[Extracted text]

◆ ◆ ◆

Growing financial pressures are forcing hospitals to re-evaluate the question of what makes good revenue cycle management. Processing claims and payments isn’t enough. Hospital administrators need to be able to maximize their ability to capture revenue from all of their patients – regardless of their current financial situation.
One way that hospitals can do this is by pre-screening their patients for
Medicare eligibility at the time of admittance. Many hospitals do not do this
until a patient has already been discharged, which increases the potential for
an unpaid bill. They may also rely on their own organization’s charity care
programs rather than exhausting the ability of a patient to cover their costs
Verifying a patient’s eligibility for coverage under Medicaid is also
problematic. It’s not uncommon for a patient denial to occur because of front
end issues with the pre-screening process. A lack of education or unfamiliarity
with requirements can mean that denials of coverage are given because the wrong
demographic or coverage information was entered or because enhanced
requirements for authorizations of service for Medicaid patients were not met.

◆ ◆ ◆

[Given information]
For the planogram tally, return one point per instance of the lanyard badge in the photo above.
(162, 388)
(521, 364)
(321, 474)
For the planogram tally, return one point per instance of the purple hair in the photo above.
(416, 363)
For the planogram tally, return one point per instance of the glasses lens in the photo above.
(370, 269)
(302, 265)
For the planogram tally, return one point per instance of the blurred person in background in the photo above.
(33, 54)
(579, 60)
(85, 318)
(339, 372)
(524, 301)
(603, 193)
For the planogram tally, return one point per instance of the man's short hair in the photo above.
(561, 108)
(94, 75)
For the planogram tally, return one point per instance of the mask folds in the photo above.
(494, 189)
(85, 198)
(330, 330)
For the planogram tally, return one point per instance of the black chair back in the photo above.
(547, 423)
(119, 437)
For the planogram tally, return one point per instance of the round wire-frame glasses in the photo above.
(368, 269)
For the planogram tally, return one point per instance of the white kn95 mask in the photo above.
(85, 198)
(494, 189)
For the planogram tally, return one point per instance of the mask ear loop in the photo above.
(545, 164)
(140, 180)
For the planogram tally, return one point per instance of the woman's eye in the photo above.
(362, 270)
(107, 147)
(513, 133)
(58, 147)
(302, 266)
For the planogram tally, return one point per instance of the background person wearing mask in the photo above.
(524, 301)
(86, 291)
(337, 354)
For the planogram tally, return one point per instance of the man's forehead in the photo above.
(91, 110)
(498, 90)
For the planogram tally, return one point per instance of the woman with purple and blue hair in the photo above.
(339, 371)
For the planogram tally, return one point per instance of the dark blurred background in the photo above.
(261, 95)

◆ ◆ ◆

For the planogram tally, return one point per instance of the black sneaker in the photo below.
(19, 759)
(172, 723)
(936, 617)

◆ ◆ ◆

[Task instructions]
[a] Copy out the hospital revenue cycle text, everything from "One way that" down to "were not met.", renaming "pre-screening" to "intake screening" throughout.
[b] Write the next part of the hospital revenue cycle text, picking up after its last sentence.

[Activity answers]
[a]
One way that hospitals can do this is by intake screening their patients for
Medicare eligibility at the time of admittance. Many hospitals do not do this
until a patient has already been discharged, which increases the potential for
an unpaid bill. They may also rely on their own organization’s charity care
programs rather than exhausting the ability of a patient to cover their costs
Verifying a patient’s eligibility for coverage under Medicaid is also
problematic. It’s not uncommon for a patient denial to occur because of front
end issues with the intake screening process. A lack of education or unfamiliarity
with requirements can mean that denials of coverage are given because the wrong
demographic or coverage information was entered or because enhanced
requirements for authorizations of service for Medicaid patients were not met.

[b]
Organizations can improve their revenue cycle management by placing an emphasis
on performing effective pre-screening for hospital patients, particularly those
whose services could potentially be covered by Medicaid or other forms of
government coverage. Shifting from a reliance on self-pay or organizational
charity care programs and taking advantage of potential coverage through
Medicaid can reduce lost payments and time spent handling eligibility issues.